# [AIM OF THE TASK]
Give an exact copy of the line that has "Expected: a marker on each instance of the coastline, one" and of every line below it, through the last, with nothing else.

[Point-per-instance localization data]
»»
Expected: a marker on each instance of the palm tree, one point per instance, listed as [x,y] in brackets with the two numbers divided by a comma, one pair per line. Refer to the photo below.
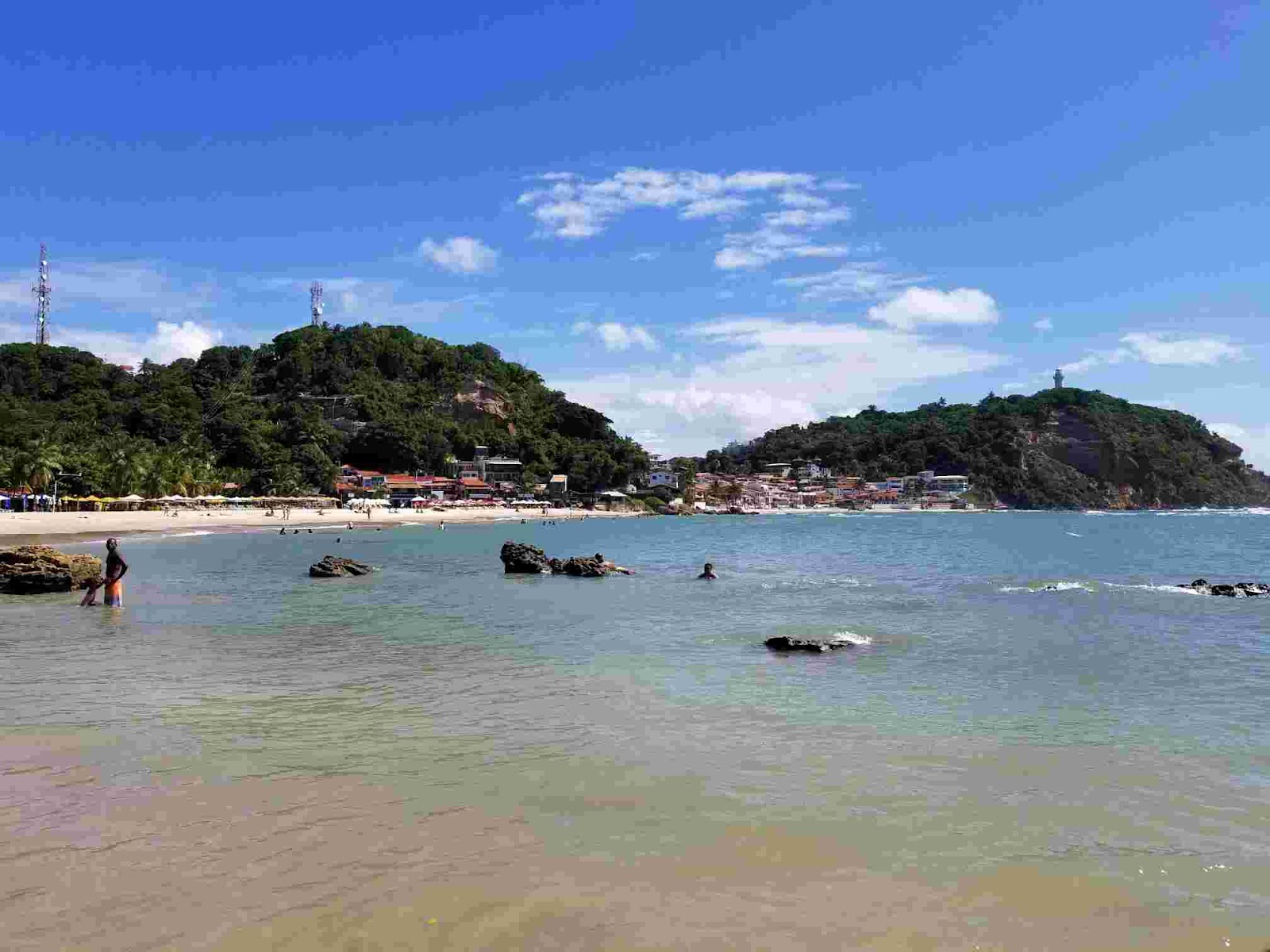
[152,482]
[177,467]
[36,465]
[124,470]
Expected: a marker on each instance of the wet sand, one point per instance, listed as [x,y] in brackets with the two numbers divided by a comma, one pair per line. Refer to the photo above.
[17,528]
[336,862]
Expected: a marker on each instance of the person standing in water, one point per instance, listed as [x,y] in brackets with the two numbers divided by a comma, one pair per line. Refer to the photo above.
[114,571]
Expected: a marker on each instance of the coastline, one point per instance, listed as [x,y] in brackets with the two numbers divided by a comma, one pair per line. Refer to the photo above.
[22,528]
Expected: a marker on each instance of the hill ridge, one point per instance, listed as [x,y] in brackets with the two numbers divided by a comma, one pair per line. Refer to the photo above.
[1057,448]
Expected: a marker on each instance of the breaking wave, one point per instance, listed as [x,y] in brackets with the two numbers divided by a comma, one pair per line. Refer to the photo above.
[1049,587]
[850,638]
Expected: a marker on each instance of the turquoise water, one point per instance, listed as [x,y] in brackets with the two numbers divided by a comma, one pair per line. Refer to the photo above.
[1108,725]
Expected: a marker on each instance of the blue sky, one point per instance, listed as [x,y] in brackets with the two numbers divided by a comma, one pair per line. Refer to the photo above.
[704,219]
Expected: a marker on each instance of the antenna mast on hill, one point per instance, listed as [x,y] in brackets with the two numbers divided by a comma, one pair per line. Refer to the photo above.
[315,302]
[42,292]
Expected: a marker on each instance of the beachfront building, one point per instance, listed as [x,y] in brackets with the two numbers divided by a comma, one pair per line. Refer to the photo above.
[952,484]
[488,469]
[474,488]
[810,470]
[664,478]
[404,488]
««
# [SOLVED EXERCISE]
Expected: a marker on each instance of the coastline, one point per instance, listed as [x,y] in brackets with the two numbers divided by a comma, one pair per line. Refer to the photo above.
[22,528]
Expected: a marker on each instance of the hill ridge, one point per instance, listed as [x,y] in brackets with the two numbers divided by a comma, one pair per line. Refer to the photo above.
[1057,448]
Expected: a marker on each instance of the breaking wave, one point per instance, listed as [x,y] in brackets with the two numbers divided by a comma, one pair per line. Refer to the photo above.
[1049,587]
[850,638]
Expected: a marker on each instance of the turquoise water, one point per instance, listed as [x,y] in brackets with the two numbers divided by a comma, one pair per line. Refer to the photo above.
[1108,725]
Expected: a marker on each instance of the blue sky, one point per instance, listed as [x,y] in brackets with the two numbers divided by a comma, one pair per line. Refer to the photo above.
[704,219]
Expected: a marker on each instance of the antenna mast on hill, one point per instance, listed as [x,y] in brackets with the two numbers divided by a comma, one pair per line. Refer to the photo above.
[315,302]
[42,292]
Expected: a marker on each instance of the beachfront building, one point per instance, listed as [x,y] in brackets with the two numbers divided by a comma, one pair per line. Refer to the photo above.
[952,484]
[488,469]
[474,488]
[810,470]
[664,478]
[404,488]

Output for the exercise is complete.